Decide whether each statement below agrees with the text on China's salami slicing, answering yes or no and quoting the exact words of the text that decide it. 1. The strategy relies on a series of small provocations rather than one large action. 2. The 1996 report on disputes in the South China Sea came from the United States Institute of Peace. 3. Cabbage tactics involve blockading a maritime target with a single large warship.
─── Text block ───
China's salami slicing (; ) is a strategy by which the government of China uses small provocations, none of which would constitute a casus belli by itself, but cumulatively produce a much larger action or result in China's favor which would have been difficult or unlawful to perform all at once.

In 1996, a United States Institute of Peace report on the territorial disputes in the South China Sea wrote, "[…] analysts point to Chinese "salami tactics," in which China is said to test the other claimants through aggressive actions, then back off when it meets significant resistance."

The term "salami slice strategy" has been used to describe policies that incrementally improve China's foreign policy position. Advocates of the term have cited examples such as the alleged String of Pearls strategy in the Indian Ocean as manifestations of the strategy. The term has also been compared to cabbage tactics, which involve swarming a maritime target with large numbers of boats.
─── Data shown ───
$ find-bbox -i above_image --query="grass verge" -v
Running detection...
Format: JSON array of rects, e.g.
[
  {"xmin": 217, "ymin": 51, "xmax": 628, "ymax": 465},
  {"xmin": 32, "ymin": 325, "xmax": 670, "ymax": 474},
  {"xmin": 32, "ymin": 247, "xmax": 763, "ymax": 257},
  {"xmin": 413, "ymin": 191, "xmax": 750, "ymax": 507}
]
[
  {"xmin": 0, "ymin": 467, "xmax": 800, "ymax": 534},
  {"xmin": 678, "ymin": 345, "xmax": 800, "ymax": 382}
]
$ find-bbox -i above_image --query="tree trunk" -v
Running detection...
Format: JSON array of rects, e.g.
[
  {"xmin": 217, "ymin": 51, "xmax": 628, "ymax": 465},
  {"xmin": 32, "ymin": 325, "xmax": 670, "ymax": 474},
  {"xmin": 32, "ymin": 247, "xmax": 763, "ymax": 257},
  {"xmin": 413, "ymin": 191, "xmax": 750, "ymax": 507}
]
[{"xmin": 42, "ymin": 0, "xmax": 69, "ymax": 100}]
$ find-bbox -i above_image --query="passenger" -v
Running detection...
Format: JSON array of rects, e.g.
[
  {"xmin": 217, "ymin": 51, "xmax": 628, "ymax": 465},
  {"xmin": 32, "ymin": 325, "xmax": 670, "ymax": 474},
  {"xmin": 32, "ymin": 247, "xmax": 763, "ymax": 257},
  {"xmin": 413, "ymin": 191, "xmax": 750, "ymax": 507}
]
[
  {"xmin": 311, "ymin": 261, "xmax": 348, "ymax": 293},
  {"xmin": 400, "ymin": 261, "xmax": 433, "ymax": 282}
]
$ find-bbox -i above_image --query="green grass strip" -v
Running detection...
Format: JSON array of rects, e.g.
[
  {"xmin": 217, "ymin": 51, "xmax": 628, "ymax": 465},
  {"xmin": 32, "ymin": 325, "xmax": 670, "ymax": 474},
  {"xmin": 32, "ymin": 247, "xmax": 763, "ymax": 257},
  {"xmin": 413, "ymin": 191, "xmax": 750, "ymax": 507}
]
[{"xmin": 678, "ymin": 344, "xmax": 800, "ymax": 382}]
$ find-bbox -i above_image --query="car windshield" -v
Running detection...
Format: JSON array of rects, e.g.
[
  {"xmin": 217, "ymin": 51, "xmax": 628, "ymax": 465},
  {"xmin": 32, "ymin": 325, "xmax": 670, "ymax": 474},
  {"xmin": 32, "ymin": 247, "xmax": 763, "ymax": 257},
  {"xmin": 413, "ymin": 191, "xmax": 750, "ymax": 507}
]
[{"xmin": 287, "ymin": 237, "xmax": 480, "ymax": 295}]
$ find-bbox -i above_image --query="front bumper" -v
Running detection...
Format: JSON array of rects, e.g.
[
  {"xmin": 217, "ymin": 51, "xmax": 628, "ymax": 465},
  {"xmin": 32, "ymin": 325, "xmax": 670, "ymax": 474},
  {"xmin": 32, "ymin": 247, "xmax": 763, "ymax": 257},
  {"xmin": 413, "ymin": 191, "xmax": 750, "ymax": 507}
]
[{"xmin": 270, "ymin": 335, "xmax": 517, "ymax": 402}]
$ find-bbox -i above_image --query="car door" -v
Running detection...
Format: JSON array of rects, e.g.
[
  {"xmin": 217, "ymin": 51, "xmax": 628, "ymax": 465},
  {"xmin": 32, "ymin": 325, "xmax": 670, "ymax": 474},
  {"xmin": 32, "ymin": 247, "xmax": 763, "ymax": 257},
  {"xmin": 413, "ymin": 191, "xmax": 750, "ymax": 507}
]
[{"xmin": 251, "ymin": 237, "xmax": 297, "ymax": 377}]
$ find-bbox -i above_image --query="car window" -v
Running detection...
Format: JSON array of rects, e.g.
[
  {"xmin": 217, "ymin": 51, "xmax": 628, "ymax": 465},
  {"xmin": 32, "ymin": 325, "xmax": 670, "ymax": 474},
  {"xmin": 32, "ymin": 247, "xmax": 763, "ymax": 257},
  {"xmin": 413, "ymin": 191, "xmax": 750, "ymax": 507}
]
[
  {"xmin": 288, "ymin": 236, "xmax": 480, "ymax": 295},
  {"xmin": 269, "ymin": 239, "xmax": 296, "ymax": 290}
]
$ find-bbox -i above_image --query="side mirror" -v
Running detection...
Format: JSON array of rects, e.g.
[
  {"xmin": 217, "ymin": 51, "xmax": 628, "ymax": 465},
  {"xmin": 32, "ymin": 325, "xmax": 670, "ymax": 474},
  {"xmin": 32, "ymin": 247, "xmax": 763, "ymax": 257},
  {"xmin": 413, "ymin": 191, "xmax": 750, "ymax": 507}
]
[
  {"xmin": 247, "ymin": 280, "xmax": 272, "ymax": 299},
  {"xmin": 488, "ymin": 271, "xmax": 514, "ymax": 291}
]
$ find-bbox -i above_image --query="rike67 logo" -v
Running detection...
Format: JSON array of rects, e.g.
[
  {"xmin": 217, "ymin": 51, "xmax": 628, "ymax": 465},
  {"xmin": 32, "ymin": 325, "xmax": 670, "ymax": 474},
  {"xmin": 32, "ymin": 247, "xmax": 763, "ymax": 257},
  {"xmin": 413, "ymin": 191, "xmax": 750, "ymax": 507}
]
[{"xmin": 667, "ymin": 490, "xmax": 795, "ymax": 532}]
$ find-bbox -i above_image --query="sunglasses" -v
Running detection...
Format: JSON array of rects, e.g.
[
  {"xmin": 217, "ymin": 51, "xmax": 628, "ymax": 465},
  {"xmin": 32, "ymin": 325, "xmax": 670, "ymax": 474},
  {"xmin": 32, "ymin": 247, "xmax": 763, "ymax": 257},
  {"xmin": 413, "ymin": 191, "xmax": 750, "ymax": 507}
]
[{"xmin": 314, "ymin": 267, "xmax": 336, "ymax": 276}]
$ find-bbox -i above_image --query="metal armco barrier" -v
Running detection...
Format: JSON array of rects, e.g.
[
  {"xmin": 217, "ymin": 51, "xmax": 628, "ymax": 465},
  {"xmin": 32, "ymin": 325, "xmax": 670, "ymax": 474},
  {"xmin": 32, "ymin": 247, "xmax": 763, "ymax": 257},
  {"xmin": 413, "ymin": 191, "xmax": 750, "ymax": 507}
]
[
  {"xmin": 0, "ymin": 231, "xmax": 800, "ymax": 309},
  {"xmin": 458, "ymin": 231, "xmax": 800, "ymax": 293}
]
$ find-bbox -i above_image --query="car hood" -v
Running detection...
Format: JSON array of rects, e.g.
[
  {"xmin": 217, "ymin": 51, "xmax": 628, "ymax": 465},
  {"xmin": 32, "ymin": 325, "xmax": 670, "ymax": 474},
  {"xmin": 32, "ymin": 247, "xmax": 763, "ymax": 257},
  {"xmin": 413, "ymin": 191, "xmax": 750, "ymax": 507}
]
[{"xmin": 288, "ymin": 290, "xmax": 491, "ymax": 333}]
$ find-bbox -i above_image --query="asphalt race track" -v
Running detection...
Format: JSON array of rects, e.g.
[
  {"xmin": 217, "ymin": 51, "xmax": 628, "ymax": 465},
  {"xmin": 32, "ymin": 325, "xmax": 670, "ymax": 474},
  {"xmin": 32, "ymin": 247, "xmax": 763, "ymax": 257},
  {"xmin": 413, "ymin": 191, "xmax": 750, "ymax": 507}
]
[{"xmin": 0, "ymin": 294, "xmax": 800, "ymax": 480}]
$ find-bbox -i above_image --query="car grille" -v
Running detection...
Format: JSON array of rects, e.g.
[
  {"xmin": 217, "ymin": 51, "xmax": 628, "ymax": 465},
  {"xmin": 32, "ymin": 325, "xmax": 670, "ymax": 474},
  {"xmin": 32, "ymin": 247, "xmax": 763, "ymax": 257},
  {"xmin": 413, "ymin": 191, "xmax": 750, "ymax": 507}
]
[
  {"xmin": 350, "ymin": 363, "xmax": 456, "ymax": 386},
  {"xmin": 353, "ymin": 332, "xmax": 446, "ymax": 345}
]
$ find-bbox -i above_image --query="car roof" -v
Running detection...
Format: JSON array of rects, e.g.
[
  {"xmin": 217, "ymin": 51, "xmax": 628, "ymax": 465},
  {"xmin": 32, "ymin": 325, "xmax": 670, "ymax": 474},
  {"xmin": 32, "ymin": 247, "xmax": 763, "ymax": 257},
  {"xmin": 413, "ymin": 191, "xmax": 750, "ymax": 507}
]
───
**Output of the task**
1. Yes: "uses small provocations, none of which would constitute a casus belli by itself, but cumulatively produce a much larger action or result in China's favor"
2. Yes: "In 1996, a United States Institute of Peace report on the territorial disputes in the South China Sea wrote"
3. No: "cabbage tactics, which involve swarming a maritime target with large numbers of boats"